Your instructions:
Copy out only the records between the line containing "Report the position of each instance of the small" and the line containing "[[289, 155], [198, 154], [346, 87], [253, 114]]", inclusive, requests included. Multiply every point coordinate in the answers by 2.45 and round to whole numbers, halves up, leaving the requests and their format samples unchanged.
^^^^^^^^^^^^^^^^
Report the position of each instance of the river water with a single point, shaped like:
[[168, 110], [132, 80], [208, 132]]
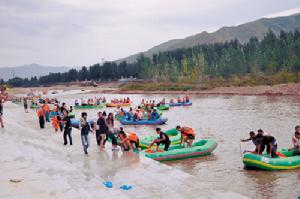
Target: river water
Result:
[[228, 119]]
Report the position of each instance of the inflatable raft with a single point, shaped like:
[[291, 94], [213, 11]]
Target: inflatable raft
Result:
[[33, 106], [173, 134], [118, 104], [200, 148], [88, 106], [71, 115], [181, 104], [75, 122], [159, 121], [285, 161], [164, 107]]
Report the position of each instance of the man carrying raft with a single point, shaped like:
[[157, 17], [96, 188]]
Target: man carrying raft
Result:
[[272, 159]]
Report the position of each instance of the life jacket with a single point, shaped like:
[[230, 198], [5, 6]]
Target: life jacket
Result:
[[46, 108], [188, 131], [40, 112], [132, 137], [296, 142], [55, 123]]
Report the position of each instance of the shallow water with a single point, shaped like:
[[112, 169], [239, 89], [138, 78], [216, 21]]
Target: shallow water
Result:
[[228, 119]]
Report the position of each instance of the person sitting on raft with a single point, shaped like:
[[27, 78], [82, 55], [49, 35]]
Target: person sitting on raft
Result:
[[129, 140], [163, 139], [296, 141], [255, 141], [187, 135], [187, 99], [154, 115], [179, 100], [267, 141]]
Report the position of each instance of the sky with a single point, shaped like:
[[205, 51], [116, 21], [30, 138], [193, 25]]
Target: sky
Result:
[[84, 32]]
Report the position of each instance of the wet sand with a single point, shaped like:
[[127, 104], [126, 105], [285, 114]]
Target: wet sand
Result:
[[48, 169], [39, 154]]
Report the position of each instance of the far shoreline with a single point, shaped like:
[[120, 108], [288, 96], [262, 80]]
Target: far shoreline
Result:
[[291, 89]]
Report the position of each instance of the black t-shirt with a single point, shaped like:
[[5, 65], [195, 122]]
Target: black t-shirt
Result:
[[102, 125], [67, 119], [266, 140], [161, 134]]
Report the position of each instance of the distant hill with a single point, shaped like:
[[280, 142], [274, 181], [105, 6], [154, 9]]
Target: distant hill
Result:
[[29, 70], [242, 32]]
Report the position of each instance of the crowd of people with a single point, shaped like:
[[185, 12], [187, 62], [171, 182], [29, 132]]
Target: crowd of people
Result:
[[90, 102], [138, 114], [121, 101], [104, 129]]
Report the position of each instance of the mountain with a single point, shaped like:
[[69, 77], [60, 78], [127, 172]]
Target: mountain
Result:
[[29, 70], [241, 32]]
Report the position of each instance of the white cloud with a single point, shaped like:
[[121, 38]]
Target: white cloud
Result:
[[284, 13], [81, 32]]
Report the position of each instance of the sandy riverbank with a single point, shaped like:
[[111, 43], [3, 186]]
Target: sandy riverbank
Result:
[[114, 88]]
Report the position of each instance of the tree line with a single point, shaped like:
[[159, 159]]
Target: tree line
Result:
[[272, 54]]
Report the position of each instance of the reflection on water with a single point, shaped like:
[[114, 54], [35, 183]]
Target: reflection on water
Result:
[[228, 119]]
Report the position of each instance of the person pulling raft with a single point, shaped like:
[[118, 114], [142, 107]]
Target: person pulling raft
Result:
[[187, 135], [41, 115], [128, 140], [296, 141], [163, 139], [84, 126], [261, 142]]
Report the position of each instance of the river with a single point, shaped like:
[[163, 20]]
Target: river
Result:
[[228, 119]]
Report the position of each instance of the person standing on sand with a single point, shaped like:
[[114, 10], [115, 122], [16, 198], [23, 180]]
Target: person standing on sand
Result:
[[84, 126], [47, 111], [1, 112], [41, 115], [68, 128], [25, 102], [101, 131]]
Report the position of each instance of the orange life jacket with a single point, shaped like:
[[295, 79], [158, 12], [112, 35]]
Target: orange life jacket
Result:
[[188, 131], [40, 112], [55, 123], [46, 108], [132, 137]]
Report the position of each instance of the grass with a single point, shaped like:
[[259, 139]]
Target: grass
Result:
[[237, 81]]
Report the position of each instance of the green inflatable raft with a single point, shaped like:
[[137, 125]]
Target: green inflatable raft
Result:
[[89, 107], [173, 134], [264, 162], [164, 107], [33, 106], [71, 115], [176, 152]]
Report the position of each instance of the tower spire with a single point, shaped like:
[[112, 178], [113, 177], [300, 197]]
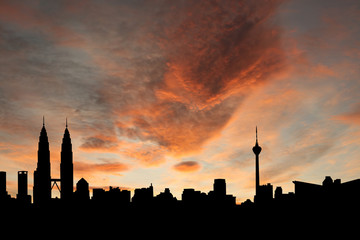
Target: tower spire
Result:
[[257, 150], [256, 135]]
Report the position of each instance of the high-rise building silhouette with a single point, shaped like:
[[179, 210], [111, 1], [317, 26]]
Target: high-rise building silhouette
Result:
[[3, 192], [257, 150], [42, 178], [66, 167], [23, 187]]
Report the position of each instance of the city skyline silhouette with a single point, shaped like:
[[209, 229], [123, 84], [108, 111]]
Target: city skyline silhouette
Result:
[[230, 113], [331, 194]]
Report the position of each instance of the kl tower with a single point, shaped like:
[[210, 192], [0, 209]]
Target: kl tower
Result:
[[257, 150]]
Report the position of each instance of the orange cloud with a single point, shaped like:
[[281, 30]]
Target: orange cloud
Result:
[[352, 117], [189, 166], [109, 167], [212, 56], [100, 143]]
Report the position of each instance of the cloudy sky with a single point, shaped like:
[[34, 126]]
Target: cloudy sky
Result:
[[170, 92]]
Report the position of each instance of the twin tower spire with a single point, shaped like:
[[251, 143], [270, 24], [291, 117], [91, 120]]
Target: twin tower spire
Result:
[[42, 176]]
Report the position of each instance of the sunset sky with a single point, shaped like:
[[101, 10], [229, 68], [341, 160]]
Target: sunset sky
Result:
[[170, 92]]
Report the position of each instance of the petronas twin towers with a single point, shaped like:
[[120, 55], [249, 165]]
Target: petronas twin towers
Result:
[[42, 176]]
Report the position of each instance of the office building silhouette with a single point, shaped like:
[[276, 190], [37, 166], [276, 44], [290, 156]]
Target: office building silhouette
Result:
[[23, 188], [66, 167], [3, 193], [143, 195], [42, 178]]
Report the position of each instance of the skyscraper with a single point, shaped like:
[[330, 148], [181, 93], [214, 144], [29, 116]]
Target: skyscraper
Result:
[[23, 188], [3, 192], [257, 150], [66, 167], [42, 178]]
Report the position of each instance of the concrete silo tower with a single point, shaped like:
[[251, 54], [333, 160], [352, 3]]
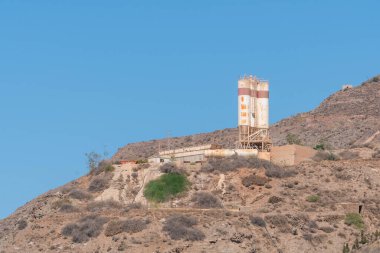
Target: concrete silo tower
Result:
[[253, 96]]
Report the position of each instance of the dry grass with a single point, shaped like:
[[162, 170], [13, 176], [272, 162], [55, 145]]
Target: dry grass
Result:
[[98, 206], [232, 163], [206, 200], [257, 221], [171, 168], [84, 229], [180, 227], [22, 224], [254, 180], [100, 182], [129, 226], [80, 194]]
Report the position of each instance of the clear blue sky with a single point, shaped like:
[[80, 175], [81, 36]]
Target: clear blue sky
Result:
[[77, 76]]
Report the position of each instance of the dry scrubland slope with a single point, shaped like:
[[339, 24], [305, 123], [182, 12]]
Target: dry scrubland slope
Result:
[[230, 205], [345, 119]]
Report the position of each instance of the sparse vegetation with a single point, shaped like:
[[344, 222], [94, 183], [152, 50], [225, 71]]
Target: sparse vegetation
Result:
[[100, 182], [324, 155], [254, 180], [68, 208], [129, 226], [64, 205], [93, 160], [166, 186], [280, 222], [98, 206], [327, 229], [79, 194], [171, 168], [141, 161], [354, 219], [84, 229], [312, 198], [293, 139], [274, 200], [105, 166], [206, 200], [22, 224], [180, 227], [132, 206], [257, 221], [232, 163], [347, 155]]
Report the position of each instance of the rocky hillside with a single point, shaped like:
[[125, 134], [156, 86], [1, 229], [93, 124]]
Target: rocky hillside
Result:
[[253, 207], [349, 118], [228, 205]]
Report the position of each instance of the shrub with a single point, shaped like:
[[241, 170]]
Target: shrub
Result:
[[98, 206], [293, 139], [312, 198], [166, 186], [181, 227], [354, 219], [133, 206], [93, 160], [79, 194], [129, 226], [280, 222], [105, 166], [170, 168], [275, 171], [84, 229], [232, 163], [100, 183], [254, 180], [22, 224], [347, 155], [274, 200], [257, 221], [323, 155], [376, 154], [61, 203], [327, 229], [68, 208], [206, 200], [320, 146]]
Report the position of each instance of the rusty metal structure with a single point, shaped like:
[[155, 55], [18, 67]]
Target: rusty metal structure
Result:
[[253, 111]]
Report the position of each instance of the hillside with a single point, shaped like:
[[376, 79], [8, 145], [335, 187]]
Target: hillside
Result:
[[345, 119], [228, 205]]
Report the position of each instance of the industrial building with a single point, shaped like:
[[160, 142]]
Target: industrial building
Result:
[[253, 111], [253, 124]]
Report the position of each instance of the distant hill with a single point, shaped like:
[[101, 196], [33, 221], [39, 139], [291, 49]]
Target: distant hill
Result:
[[345, 119], [230, 205]]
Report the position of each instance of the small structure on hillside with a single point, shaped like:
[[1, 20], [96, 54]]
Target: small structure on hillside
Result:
[[289, 155], [198, 154], [346, 87], [253, 114]]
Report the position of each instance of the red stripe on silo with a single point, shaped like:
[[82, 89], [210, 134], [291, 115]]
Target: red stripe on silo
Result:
[[244, 91], [262, 94]]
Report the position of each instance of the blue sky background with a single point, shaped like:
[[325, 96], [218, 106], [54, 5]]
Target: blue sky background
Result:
[[77, 76]]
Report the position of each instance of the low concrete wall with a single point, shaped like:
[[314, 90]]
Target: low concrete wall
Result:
[[289, 155]]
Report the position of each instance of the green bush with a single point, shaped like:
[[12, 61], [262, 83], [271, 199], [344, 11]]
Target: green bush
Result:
[[354, 219], [320, 146], [312, 198], [166, 186], [293, 139]]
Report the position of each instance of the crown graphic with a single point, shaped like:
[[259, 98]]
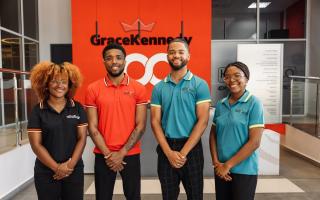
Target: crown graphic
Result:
[[134, 27]]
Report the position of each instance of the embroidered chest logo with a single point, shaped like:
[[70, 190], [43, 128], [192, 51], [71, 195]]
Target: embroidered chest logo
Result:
[[188, 90], [241, 111], [128, 92], [73, 117]]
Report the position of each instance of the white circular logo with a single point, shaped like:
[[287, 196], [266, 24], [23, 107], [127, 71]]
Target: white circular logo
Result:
[[148, 64]]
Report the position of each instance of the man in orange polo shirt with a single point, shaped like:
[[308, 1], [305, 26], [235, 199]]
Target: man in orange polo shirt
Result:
[[117, 111]]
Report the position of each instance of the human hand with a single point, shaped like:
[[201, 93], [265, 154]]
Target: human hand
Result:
[[222, 171], [176, 159], [62, 171], [114, 160]]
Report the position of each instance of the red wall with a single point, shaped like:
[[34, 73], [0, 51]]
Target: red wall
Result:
[[165, 15]]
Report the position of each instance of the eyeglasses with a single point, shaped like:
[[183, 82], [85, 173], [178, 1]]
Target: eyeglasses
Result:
[[110, 58], [235, 77], [57, 82]]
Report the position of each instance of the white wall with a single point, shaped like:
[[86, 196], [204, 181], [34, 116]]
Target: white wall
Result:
[[314, 52], [16, 168], [54, 25], [314, 38]]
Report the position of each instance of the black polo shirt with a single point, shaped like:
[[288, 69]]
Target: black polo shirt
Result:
[[59, 130]]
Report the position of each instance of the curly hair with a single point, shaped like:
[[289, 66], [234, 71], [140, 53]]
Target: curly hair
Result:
[[43, 72]]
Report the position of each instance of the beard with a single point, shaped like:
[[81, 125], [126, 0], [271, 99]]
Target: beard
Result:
[[115, 74], [177, 67]]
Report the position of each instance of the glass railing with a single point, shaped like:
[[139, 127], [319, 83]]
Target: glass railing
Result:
[[304, 104], [16, 102]]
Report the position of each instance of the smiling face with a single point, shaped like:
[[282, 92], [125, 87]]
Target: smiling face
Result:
^^^^^^^^^^^^^^^^
Answer to this exercise:
Report the position of each instance of the small structure on hillside with a single point, shaped like:
[[1, 20], [96, 54]]
Target: small structure on hillside
Result:
[[708, 380], [485, 377], [848, 213], [620, 279]]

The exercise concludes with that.